Reproduce every one of the lines below word for word, omitting the pictures.

++++ Dataset ++++

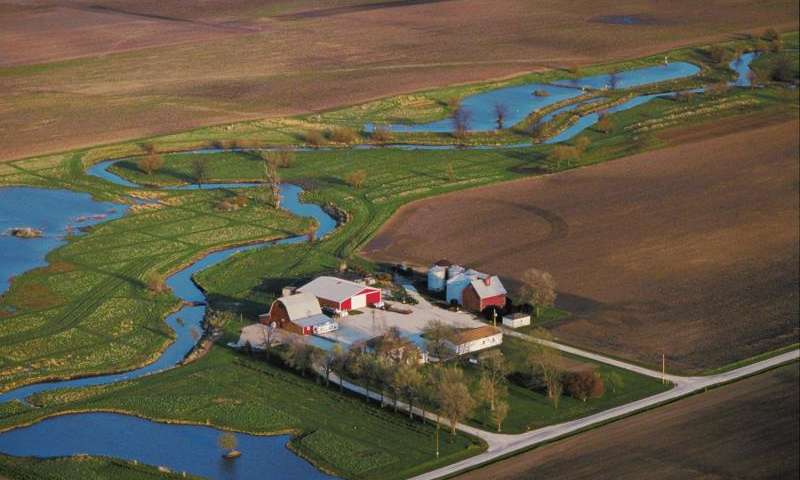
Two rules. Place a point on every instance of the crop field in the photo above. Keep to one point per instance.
(745, 430)
(649, 252)
(250, 395)
(89, 311)
(118, 70)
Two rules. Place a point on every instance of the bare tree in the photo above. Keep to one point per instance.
(356, 178)
(152, 162)
(272, 179)
(499, 414)
(500, 114)
(494, 369)
(538, 288)
(545, 362)
(462, 119)
(199, 171)
(454, 398)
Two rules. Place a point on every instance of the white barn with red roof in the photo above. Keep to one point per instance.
(342, 295)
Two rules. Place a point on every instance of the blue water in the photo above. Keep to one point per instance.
(741, 65)
(192, 449)
(187, 318)
(521, 102)
(53, 212)
(635, 78)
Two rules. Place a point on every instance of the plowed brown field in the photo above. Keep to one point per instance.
(745, 430)
(691, 250)
(120, 69)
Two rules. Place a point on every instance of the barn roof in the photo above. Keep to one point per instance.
(313, 320)
(333, 289)
(488, 287)
(472, 334)
(300, 305)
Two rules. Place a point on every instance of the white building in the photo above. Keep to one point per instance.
(517, 320)
(436, 278)
(475, 339)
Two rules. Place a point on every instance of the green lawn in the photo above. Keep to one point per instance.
(247, 394)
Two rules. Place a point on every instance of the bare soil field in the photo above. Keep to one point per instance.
(691, 250)
(122, 69)
(745, 430)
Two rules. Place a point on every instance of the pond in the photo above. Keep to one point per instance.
(520, 101)
(181, 448)
(55, 213)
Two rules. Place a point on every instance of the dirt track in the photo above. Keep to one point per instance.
(745, 430)
(691, 250)
(145, 67)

++++

#### Result of this exercise:
Two rules. Place a point on every instance of the crop field in the photo above. Keep to one point per instance.
(745, 430)
(649, 252)
(250, 395)
(89, 311)
(118, 70)
Two rules. Place a point on every instance of the bare tree in the photo above. Keep to one point per instance.
(356, 178)
(152, 162)
(272, 179)
(499, 414)
(500, 114)
(494, 369)
(538, 288)
(545, 362)
(462, 119)
(199, 171)
(454, 398)
Two rules. Place a point on every instance of the white barn with red roof in the photo above. Keep to one point per instance.
(342, 295)
Two rules. Place a point on every instance of the blue water in the photo above. Keep to one point per instance.
(741, 65)
(192, 449)
(187, 318)
(521, 102)
(53, 212)
(635, 78)
Two rules. Place a point on every instance of the plowed brown field in the photo above. Keep to one point per instance.
(745, 430)
(691, 250)
(120, 69)
Two rules. Place a point on every instance of the barn roof in the photo above. Keep to one point per instance.
(313, 320)
(333, 289)
(488, 287)
(472, 334)
(300, 305)
Two rules. Place a point on every instance of the white building in the photo above. Keep to one point per instance.
(517, 320)
(436, 278)
(475, 339)
Two rules. Place a point on every instance of the green lawn in the photo above. Keep to one point per instance.
(247, 394)
Two rules. Place a point on every instance of the bare soil field in the photo above. Keep to one point per instance.
(691, 250)
(122, 69)
(745, 430)
Two rules. Place a point on every instance of the pond in the photo above. Keep to one point per instance.
(520, 101)
(181, 448)
(55, 213)
Two rules. Place a point on every instance of the dirt track in the photo above. Keep to one point per instance.
(745, 430)
(691, 250)
(145, 67)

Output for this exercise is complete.